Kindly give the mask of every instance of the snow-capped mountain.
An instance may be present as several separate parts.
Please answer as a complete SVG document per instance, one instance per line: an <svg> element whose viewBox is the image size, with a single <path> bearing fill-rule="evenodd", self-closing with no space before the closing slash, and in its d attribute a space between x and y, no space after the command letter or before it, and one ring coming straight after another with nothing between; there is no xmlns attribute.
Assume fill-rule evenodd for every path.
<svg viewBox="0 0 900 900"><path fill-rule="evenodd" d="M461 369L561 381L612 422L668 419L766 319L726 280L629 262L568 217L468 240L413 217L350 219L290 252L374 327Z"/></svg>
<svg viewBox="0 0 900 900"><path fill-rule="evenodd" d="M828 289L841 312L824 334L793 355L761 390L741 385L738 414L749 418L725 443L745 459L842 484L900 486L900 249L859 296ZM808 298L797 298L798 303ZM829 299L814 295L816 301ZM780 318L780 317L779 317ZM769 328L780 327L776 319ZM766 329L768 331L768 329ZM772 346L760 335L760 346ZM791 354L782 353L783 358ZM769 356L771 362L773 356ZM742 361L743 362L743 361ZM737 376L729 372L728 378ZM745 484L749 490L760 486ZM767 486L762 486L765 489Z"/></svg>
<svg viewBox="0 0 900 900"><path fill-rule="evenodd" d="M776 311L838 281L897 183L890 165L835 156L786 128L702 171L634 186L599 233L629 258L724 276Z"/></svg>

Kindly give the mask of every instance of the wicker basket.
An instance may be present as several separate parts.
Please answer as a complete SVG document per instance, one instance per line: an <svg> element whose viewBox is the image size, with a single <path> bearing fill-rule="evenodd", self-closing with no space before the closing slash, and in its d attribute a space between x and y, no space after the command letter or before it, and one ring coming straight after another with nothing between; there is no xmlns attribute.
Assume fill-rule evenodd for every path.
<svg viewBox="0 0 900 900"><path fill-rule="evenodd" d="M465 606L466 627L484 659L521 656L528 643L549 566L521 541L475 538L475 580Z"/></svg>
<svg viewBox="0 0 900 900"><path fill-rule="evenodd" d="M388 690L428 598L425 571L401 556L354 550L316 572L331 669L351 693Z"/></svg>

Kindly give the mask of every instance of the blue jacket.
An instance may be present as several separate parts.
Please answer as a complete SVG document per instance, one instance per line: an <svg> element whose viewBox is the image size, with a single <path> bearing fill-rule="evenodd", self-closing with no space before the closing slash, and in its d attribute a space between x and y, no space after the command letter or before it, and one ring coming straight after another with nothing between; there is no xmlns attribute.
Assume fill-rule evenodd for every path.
== == ==
- [EXERCISE OBJECTIVE]: The complete listing, from first line to last, should be copied verbatim.

- [TASK RESULT]:
Kindly give the mask of every instance of the snow-capped mountain.
An instance may be present as several separate parts.
Please answer as a complete SVG document per instance, one instance per line: an <svg> element whose viewBox is the image size, with a single <path> bearing fill-rule="evenodd", self-closing with no space before the closing slash, and in its d attribute a space between x and y, no space after the command letter or before it, and one ring coming straight after another with nothing between; there is no xmlns attribute.
Assume fill-rule evenodd for every path.
<svg viewBox="0 0 900 900"><path fill-rule="evenodd" d="M461 369L561 381L612 422L668 419L766 319L726 280L629 262L568 217L468 240L413 217L350 219L290 252L374 327Z"/></svg>
<svg viewBox="0 0 900 900"><path fill-rule="evenodd" d="M828 289L841 312L824 334L793 355L761 390L741 385L738 414L749 418L725 443L745 459L842 484L900 486L900 249L859 296ZM808 298L797 298L798 303ZM829 299L814 295L816 301ZM780 318L780 317L779 317ZM769 328L780 327L776 319ZM766 329L768 331L768 329ZM772 346L760 335L760 346ZM791 354L782 353L783 358ZM769 356L771 362L773 356ZM742 361L743 362L743 361ZM737 376L729 372L728 378ZM745 484L749 490L760 486ZM767 486L762 486L765 489Z"/></svg>
<svg viewBox="0 0 900 900"><path fill-rule="evenodd" d="M776 311L838 281L897 183L890 165L835 156L786 128L702 171L634 186L599 233L629 258L724 276Z"/></svg>

Kindly give the mask of every instance of the wicker basket.
An instance may be present as several separate parts.
Please answer as a complete SVG document per instance, one instance per line: an <svg> element whose viewBox is the image size, with a single <path> bearing fill-rule="evenodd", self-closing with no space before the closing slash, and in its d attribute a space between x and y, no space after the command letter or before it, and one ring coming straight after another with nothing between; there is no xmlns attribute.
Assume fill-rule evenodd for every path.
<svg viewBox="0 0 900 900"><path fill-rule="evenodd" d="M465 606L466 627L484 659L521 656L528 643L549 566L521 541L475 538L475 580Z"/></svg>
<svg viewBox="0 0 900 900"><path fill-rule="evenodd" d="M388 690L428 598L425 571L401 556L354 550L316 572L331 669L351 693Z"/></svg>

Kindly give the mask of every instance of the blue jacket.
An instance may be present as several separate parts.
Please answer as a complete SVG document per instance, one instance per line: an <svg> element whose viewBox is the image size, with a single <path> bearing fill-rule="evenodd", self-closing with no space before the closing slash, and in its d attribute a space between x and y, no space after the command letter or before it, and one ring coming straight after another with nothing between; there is no xmlns attribute.
Assume fill-rule evenodd for every path.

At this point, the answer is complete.